→ **Excerpted records**
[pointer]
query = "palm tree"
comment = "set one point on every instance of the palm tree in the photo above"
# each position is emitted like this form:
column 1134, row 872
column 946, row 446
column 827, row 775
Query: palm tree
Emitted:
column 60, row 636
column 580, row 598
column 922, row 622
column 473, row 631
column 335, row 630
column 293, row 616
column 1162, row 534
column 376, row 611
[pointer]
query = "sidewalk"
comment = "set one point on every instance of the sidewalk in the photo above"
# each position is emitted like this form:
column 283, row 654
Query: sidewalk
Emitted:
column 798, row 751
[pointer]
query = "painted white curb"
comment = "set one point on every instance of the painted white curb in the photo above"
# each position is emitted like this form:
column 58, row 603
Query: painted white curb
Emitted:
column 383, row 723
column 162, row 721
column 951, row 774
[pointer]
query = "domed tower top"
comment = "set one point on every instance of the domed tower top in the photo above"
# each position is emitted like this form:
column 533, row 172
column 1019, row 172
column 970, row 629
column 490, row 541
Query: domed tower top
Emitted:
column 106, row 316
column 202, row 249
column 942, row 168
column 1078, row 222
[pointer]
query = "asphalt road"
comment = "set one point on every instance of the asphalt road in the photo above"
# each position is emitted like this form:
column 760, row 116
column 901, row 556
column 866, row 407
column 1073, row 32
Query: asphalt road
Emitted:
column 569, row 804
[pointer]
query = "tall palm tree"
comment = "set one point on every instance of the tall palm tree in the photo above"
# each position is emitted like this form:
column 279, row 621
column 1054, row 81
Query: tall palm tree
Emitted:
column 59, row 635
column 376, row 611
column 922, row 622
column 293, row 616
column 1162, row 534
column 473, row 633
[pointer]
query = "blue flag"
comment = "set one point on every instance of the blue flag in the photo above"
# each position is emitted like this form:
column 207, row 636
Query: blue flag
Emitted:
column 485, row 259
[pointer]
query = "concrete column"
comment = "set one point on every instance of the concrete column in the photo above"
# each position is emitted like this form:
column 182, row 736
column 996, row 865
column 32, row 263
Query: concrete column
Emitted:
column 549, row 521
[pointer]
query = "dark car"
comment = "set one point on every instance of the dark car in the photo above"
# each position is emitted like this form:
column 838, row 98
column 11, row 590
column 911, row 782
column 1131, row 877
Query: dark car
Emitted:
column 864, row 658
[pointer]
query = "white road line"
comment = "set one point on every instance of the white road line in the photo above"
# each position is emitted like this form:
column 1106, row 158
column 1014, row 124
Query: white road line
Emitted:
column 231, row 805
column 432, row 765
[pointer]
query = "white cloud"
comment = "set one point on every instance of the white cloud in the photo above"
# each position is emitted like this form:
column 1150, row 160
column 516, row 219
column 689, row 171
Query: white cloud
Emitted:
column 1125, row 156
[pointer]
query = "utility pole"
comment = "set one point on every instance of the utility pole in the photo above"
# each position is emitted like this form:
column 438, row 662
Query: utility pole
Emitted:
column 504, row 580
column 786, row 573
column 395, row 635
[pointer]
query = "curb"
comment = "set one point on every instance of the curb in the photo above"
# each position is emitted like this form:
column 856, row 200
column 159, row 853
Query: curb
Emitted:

→ **Exercise instructions**
Copy every line that includes the string "cloud" from the material above.

→ **Reply to the exercise**
query = "white cloud"
comment = "set one point on every instance of the white cloud in the photo above"
Query: white cloud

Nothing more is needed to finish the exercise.